[Exercise instructions] Your copy should match the listing word for word, apart from the pictures, which are left out.

[Stored data]
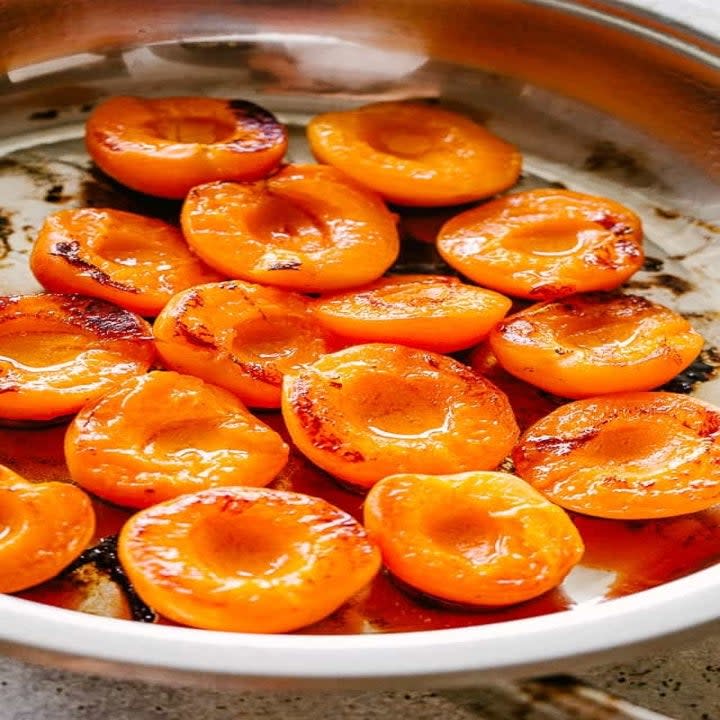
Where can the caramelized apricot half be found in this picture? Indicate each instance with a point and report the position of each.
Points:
(432, 312)
(474, 538)
(136, 262)
(165, 146)
(628, 456)
(545, 244)
(240, 336)
(374, 410)
(43, 528)
(58, 352)
(415, 154)
(162, 435)
(595, 344)
(306, 228)
(246, 559)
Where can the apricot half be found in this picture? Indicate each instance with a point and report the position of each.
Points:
(165, 146)
(161, 435)
(595, 344)
(136, 262)
(545, 244)
(627, 456)
(474, 538)
(415, 154)
(43, 528)
(246, 559)
(374, 410)
(241, 336)
(307, 228)
(58, 352)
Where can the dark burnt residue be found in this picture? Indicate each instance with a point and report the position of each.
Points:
(104, 557)
(313, 420)
(54, 194)
(652, 264)
(261, 129)
(6, 230)
(605, 157)
(49, 114)
(70, 251)
(103, 319)
(703, 368)
(675, 284)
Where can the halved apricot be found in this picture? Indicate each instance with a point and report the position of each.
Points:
(595, 344)
(58, 352)
(306, 228)
(240, 336)
(432, 312)
(43, 528)
(373, 410)
(545, 244)
(474, 538)
(165, 146)
(246, 559)
(415, 154)
(136, 262)
(627, 456)
(162, 435)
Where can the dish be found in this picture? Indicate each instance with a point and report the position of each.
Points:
(601, 612)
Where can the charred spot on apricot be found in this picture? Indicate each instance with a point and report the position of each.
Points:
(71, 253)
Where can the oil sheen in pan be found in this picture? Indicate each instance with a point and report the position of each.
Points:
(52, 171)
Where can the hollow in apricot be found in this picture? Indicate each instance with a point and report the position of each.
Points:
(246, 559)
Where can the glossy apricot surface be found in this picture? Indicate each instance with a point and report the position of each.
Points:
(165, 146)
(626, 456)
(474, 538)
(545, 244)
(241, 336)
(378, 409)
(43, 528)
(58, 352)
(163, 434)
(307, 228)
(133, 261)
(415, 154)
(432, 312)
(595, 344)
(247, 559)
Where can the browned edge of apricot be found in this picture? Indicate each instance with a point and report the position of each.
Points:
(627, 456)
(246, 559)
(58, 352)
(474, 538)
(595, 344)
(165, 146)
(545, 244)
(163, 434)
(374, 410)
(43, 528)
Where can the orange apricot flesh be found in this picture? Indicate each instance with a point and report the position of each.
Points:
(374, 410)
(58, 352)
(431, 312)
(595, 344)
(163, 434)
(415, 154)
(165, 146)
(545, 244)
(307, 228)
(246, 559)
(133, 261)
(43, 528)
(474, 538)
(241, 336)
(628, 456)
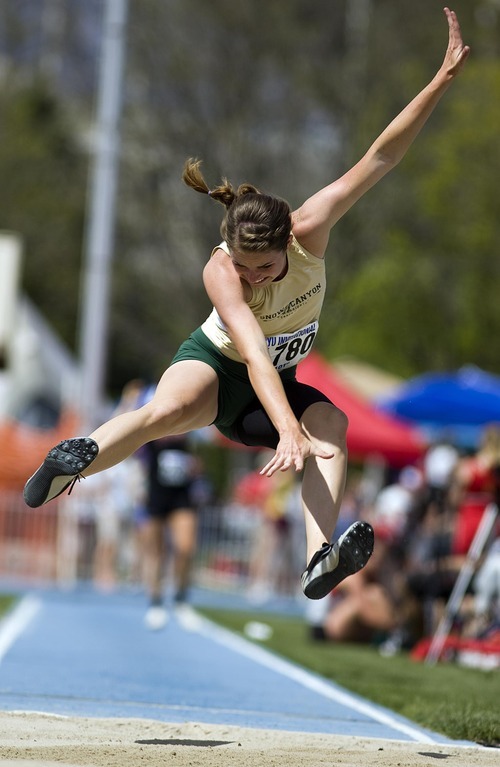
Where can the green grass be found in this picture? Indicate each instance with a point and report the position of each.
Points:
(461, 703)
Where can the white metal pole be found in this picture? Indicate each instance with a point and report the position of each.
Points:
(100, 229)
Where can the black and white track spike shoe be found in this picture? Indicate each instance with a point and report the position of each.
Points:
(335, 561)
(60, 470)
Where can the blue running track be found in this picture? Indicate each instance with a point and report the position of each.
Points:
(80, 653)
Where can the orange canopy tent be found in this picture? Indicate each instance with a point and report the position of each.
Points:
(370, 432)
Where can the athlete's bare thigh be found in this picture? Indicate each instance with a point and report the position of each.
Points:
(193, 386)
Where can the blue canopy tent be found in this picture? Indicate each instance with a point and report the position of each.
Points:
(454, 406)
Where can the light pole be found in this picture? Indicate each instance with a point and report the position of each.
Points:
(99, 237)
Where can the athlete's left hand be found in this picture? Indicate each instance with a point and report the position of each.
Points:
(292, 451)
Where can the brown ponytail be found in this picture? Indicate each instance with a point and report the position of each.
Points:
(254, 222)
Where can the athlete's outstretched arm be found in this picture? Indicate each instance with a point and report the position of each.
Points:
(313, 221)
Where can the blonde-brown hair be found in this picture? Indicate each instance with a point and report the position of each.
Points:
(254, 221)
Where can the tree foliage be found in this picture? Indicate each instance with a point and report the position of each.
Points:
(285, 94)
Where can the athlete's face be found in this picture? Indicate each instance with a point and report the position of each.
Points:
(260, 268)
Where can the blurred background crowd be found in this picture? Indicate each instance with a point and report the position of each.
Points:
(405, 346)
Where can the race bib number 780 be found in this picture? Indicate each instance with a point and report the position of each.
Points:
(288, 349)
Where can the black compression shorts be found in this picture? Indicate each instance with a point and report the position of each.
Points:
(240, 416)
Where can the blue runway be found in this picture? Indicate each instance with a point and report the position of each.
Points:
(85, 654)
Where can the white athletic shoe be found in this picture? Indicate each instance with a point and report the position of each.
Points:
(156, 618)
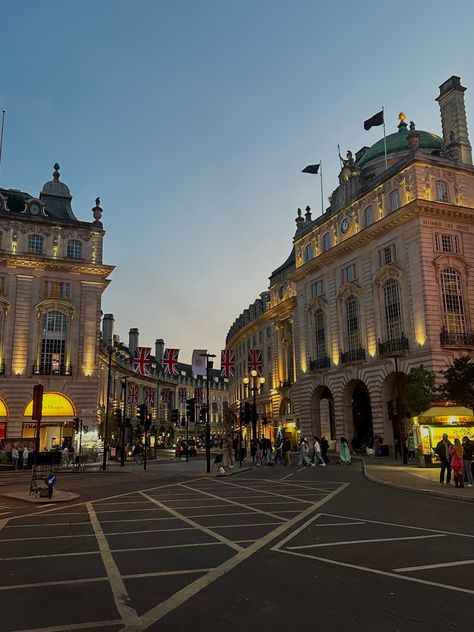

[Written answer]
Where can the caramelized apricot half be found in this picture? Indicate each instance with a point and report the position of each.
Points:
(432, 312)
(474, 538)
(136, 262)
(165, 146)
(628, 456)
(545, 244)
(240, 336)
(374, 410)
(43, 528)
(58, 352)
(415, 154)
(162, 435)
(595, 344)
(306, 228)
(246, 559)
Where can the apricot half be found in this picture? Indicate each instance with a point and report the position of each.
Points:
(165, 146)
(161, 435)
(595, 344)
(136, 262)
(545, 244)
(627, 456)
(474, 538)
(415, 154)
(43, 528)
(246, 559)
(374, 410)
(241, 336)
(307, 228)
(58, 352)
Where can the dark burnt residue be found in this picture? Indicate each instance with a point and report the position of each.
Points:
(104, 557)
(313, 420)
(54, 194)
(652, 264)
(261, 129)
(6, 230)
(605, 157)
(49, 114)
(70, 251)
(103, 319)
(703, 368)
(675, 284)
Where can the halved apricot be found in this picture? Indicate each instance with a point and report the position of each.
Points:
(595, 344)
(58, 352)
(306, 228)
(240, 336)
(432, 312)
(43, 528)
(373, 410)
(545, 244)
(474, 538)
(165, 146)
(246, 559)
(415, 154)
(136, 262)
(627, 456)
(162, 435)
Where can the dish be found in this picture? Indicate each instance with a point and report the position of each.
Points:
(601, 612)
Where can the charred spot on apricot be found in this picture? Indicate each instance with a point and report the position of each.
Points:
(71, 253)
Where can the oil sheen in pan be found in this picture? Indicate each instance with a point and report the position of each.
Points:
(52, 171)
Where can the hollow in apricot be found in this picture? Indicate each instance with a point and report the position of each.
Points:
(246, 559)
Where can the glossy apricot surface be found in this picture? Indicate each instance with a point and report the position of each.
Points:
(165, 146)
(626, 456)
(474, 538)
(545, 244)
(241, 336)
(378, 409)
(43, 528)
(58, 352)
(163, 434)
(307, 228)
(133, 261)
(415, 154)
(432, 312)
(595, 344)
(247, 559)
Where can the browned edge of apricot be found in this picture? Indicate each instance with a point and report the position of each.
Points:
(627, 456)
(246, 559)
(58, 352)
(474, 538)
(595, 344)
(165, 146)
(545, 244)
(163, 434)
(374, 410)
(43, 528)
Where can the orange apricot flesh be found in this picture? Indicate each instance with a point and report the position of each.
Points:
(374, 410)
(58, 352)
(431, 312)
(595, 344)
(163, 434)
(415, 154)
(165, 146)
(545, 244)
(307, 228)
(246, 559)
(133, 261)
(43, 528)
(474, 538)
(241, 336)
(628, 456)
Where can the green grass be found in this picture? Indicate each instance with a point and report the position of each.
Points:
(461, 703)
Where can the white metal pole be found in this picture? Indicate each instance with a point and report the position of each.
Points:
(100, 229)
Where can the black and white track spike shoe be found in this picture? Indicate each instance with a point and report the position of each.
Points:
(335, 561)
(60, 470)
Where can the blue running track be found in this picture? Indicate each instance with a point and report the position of each.
Points:
(80, 653)
Where can the orange canopy tent be found in this picture? Indicate each instance with a point and report the position of each.
Points:
(370, 432)
Where can the athlete's bare thigh be found in this picture? Indicate each instance with a point and report the position of each.
Points:
(193, 386)
Where can the blue canopy tent be found in this picture? Indicate each instance with a point and report the position of each.
Points:
(454, 406)
Where can the light pole be found in this picture? Indicate each instance with a point and report the position of each.
Points:
(99, 237)
Where can the athlete's left hand be found in this picture? Indicate each instance with a point and report the position of each.
Points:
(292, 451)
Where can the brown ponytail be found in this picture? Indicate each instance with a point and report the position of each.
Points:
(254, 222)
Where can the athlete's outstretched arm be found in this picture? Indicate each instance with a point and report the position of each.
Points:
(313, 221)
Where can the blonde-brown hair be found in this picture? Indicate each instance with a point and report the position of each.
Points:
(254, 221)
Where can the tree foliage be found in this picture? Indicate each instance with a point and report the position of each.
Points:
(285, 94)
Where can the athlete's face be found in this picture? Indicate each instance with a point and report the position of each.
Points:
(260, 268)
Where can the blurred background crowd be found in this picture? Indicate each instance with a point and report the position of each.
Points:
(405, 346)
Where can the race bib number 780 be found in this picture? Indicate each instance with a point and report the position of each.
Points:
(288, 349)
Where can the black compression shorts be found in this picture? Indicate each instance with a point and report the position of each.
Points:
(240, 416)
Where can the blue runway be found in this picture? Indicate each instance with a point and report the position of each.
Points:
(85, 654)
Where can the white athletic shoe be found in this picture? Indicate each instance with a point and report the position of each.
Points:
(156, 618)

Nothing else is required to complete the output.